本文
SPEEDのすべて ストリートでたむろする少女たちの孤独

SPEEDの歌詞の世界観では、「街」というものが大きなウェイトを占めています。
主人公はティーンエイジャーなんですが、学校という歌詞は一切出てきません。

>街のざわめきに かき消されてく
>いくつもの叫びと愛の唄

>風に吹かれて この街に立ち 涙を拭おう

「Starting Over」より

>溢れ出してく メインストリート
>この街の中 生きてる意義
>必要とされてる実感
>少しでも 感じていたい

「Long Way Home」より

>すれちがう人は誰もが足早で
>ひとりだけこの街に取り残されたよう

「Cryin’」より

>ため息もすぐかき消される街の中で
>傷つくたび やさしくなっていけるはず

>魂まで 街の誰かに 奪われないで

「Carry on my way」より

>みんなの待つ街へくり出そう!!

「Brand new weekend」より

街に繰り出して何をしているかと言えば、
たむろしていたり出逢いを求めたり友達と踊ってオールしたりしています。

>HIPなビートに合わせて たむろしてるBad Boyz & Girls

「Kiwi Love」より

>群れてるだけのEvery Night

「Long Way Home」より

>夜が明けてく公園で 仲間たちと話題がずっと尽きない

「Too young」より

>陽気になって街へとびだしアタシたちは歩いてく

>さあ 今夜は朝までParty Night
>いつもの顔が揃ったら 指を鳴らし
>ハメをはずして歌い踊り明かそう!
>いっしょにいたいねMy Best Friends

「Happy together」より

>今日も出逢い求めて
>街へくり出そう

「Body&Soul」より

>街へ夜が今日も降りてきたら
>キガエテ・・・気の合う仲間と出逢える場所へ

「Another Sweet Field」より

>地下鉄をおりれば にぎわう街 Weekend
>待ち合わせの ファーストフード
>くりだそうぜ Funky Night
>車の列のすき間 小走りに渡れば

>Backst.からR&B
>アタシたちの Little World
>顔見知りの Funny Guy
>群がっていく”Clap your hands!”

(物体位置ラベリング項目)

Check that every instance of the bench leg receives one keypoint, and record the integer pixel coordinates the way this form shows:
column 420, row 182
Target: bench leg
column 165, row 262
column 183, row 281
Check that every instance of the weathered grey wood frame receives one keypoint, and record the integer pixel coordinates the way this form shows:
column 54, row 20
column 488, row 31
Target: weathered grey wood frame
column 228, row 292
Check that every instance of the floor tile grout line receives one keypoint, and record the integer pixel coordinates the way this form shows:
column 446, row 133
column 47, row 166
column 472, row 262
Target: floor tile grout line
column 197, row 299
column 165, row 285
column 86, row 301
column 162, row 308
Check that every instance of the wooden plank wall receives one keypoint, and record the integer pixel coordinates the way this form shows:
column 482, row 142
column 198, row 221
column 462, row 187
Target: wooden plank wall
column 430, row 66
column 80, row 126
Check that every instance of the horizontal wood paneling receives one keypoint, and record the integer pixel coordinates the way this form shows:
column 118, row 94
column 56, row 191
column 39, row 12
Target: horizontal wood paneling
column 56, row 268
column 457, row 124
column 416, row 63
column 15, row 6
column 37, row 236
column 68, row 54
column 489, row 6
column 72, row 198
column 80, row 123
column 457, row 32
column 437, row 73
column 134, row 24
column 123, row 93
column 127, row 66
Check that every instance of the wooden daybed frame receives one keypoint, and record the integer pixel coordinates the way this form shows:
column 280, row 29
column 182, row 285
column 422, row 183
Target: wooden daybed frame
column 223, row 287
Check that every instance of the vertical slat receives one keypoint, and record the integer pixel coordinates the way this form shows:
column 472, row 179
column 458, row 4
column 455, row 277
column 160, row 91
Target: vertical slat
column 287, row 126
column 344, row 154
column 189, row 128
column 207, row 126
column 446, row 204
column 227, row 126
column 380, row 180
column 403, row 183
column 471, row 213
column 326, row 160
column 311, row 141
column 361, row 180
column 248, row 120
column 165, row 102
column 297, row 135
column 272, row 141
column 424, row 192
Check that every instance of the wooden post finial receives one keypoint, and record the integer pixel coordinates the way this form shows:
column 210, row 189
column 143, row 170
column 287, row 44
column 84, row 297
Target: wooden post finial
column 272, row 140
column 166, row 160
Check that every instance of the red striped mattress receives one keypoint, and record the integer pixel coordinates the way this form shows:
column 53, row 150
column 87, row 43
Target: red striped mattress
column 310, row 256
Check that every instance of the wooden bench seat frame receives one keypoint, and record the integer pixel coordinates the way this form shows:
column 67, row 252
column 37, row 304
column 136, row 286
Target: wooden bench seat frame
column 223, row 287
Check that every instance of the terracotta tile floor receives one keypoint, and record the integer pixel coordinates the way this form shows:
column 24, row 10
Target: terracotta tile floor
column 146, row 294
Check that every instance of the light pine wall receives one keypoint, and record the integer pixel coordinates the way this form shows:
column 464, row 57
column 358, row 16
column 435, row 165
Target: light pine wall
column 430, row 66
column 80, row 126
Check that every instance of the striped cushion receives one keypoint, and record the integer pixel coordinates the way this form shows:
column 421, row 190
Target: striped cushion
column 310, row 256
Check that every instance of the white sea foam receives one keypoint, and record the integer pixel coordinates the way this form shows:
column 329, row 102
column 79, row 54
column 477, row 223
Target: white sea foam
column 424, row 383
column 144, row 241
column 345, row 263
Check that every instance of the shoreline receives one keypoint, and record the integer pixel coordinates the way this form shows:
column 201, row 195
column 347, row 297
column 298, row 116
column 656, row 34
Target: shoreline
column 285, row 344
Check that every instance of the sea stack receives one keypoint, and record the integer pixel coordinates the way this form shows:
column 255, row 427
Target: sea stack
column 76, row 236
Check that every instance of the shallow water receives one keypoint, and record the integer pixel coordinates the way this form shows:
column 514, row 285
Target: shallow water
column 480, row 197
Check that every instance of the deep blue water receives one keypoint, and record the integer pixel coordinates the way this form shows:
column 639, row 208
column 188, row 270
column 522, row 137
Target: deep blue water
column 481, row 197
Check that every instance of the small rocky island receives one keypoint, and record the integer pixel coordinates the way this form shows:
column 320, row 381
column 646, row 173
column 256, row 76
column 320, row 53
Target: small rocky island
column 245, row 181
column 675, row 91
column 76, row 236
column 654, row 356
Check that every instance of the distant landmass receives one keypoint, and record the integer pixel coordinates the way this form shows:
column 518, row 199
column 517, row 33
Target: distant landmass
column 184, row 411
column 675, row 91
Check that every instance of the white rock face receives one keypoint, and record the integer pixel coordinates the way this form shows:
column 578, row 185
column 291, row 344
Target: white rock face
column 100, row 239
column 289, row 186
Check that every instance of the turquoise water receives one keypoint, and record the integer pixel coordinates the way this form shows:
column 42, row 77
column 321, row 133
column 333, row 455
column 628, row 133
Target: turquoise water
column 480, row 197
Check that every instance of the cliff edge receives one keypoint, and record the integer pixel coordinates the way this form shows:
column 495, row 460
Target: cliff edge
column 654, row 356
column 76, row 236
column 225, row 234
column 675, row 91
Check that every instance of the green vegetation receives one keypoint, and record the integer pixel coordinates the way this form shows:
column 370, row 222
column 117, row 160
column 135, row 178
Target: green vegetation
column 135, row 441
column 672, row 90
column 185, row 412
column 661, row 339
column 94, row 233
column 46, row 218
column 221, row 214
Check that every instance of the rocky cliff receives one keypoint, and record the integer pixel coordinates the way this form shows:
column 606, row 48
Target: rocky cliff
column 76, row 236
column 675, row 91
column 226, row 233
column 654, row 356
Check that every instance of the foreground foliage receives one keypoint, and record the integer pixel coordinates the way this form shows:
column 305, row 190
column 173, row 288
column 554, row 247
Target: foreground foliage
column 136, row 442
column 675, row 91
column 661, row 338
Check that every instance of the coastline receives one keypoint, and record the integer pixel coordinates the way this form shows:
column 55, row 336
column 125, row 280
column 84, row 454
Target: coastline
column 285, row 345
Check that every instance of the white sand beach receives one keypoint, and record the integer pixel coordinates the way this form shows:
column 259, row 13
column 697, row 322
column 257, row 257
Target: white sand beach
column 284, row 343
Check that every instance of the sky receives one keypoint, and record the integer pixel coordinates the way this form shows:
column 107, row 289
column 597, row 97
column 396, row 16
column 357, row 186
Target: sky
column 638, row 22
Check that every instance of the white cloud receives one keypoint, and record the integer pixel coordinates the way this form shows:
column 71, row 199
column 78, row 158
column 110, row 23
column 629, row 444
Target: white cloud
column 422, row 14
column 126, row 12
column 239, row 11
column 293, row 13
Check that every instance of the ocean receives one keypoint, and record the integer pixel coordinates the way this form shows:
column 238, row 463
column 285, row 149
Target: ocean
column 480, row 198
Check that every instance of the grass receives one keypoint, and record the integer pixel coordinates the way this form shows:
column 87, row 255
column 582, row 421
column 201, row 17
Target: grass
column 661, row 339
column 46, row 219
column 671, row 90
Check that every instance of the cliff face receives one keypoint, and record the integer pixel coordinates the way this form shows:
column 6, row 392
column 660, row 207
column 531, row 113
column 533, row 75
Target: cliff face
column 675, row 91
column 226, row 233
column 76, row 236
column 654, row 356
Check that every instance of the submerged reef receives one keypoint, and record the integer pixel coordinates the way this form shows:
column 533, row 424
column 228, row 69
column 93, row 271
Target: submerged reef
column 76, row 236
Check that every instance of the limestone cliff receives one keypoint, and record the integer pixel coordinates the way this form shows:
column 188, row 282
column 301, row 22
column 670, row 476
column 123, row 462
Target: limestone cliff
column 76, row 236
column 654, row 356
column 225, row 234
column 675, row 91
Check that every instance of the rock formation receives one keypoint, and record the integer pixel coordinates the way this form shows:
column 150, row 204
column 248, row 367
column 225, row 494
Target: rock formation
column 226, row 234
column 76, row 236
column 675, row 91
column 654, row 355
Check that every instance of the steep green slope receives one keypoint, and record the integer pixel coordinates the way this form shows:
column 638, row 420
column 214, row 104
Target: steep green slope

設問 1
SPEEDの歌詞の世界観を論じた本文によると、主人公はティーンエイジャーなのに歌詞に一切出てこない言葉は何ですか。
設問 2
SPEEDの歌詞における「街」を論じた本文を、最後の行の後から引き継いで書き進めてください。
これらの項目は本文とは関係がありません。

解答 1
学校

解答 2
>はみ出したいよ 今夜は思いきり みんな忘れて

>Step into the Night 夜はこれから
>さぁ踊り明かそうよ Over Night

「RAKUGAKI」より

家はあるんでしょうが、帰りたいと思う場所ではないのです。

>Heartbreak 踊りつづけてた
>朝の風がムナしかった
>帰るトコなんてなかった日々

「All my true love」より

>帰るアテなく
>街の風に吹かれてる

「Street life」より

恋愛も街の仲間たちから発生します。

>仲間とは違う サインで呼び合うたび
>強くなれる

「White Love」より

>メールで毎晩「おやすみ」っていい合って眠る習慣
>いつしか友達のひとりから あなただけリンクしていた

「Eternity」より

恋愛のパターンとしては、
・好きな男子に振り向いて欲しい 「Luv Vibration」「STEADY」
「熱帯夜」「Confusion」「Lookin’ for Love」「ラブリーフレンドシップ」
・好きな男子を恋人にしたい「Up To You!」
・彼氏とお別れする 「サヨナラは雨の日・・・」「Luv Blanket」「I remember」
・彼氏とお別れしたから男遊びしよう「Long Way Home」
・彼氏とお別れしたからひとりで生きて行かなきゃ「Brand-New Weekend」
・男遊びしちゃおう 「RAKUGAKI」
・彼氏がいるけど違う男子に乗り換えよう「Secret Eyes」
「Moonlight Honey」「コケティッシュDreamin’」「Deep Blue & Truth」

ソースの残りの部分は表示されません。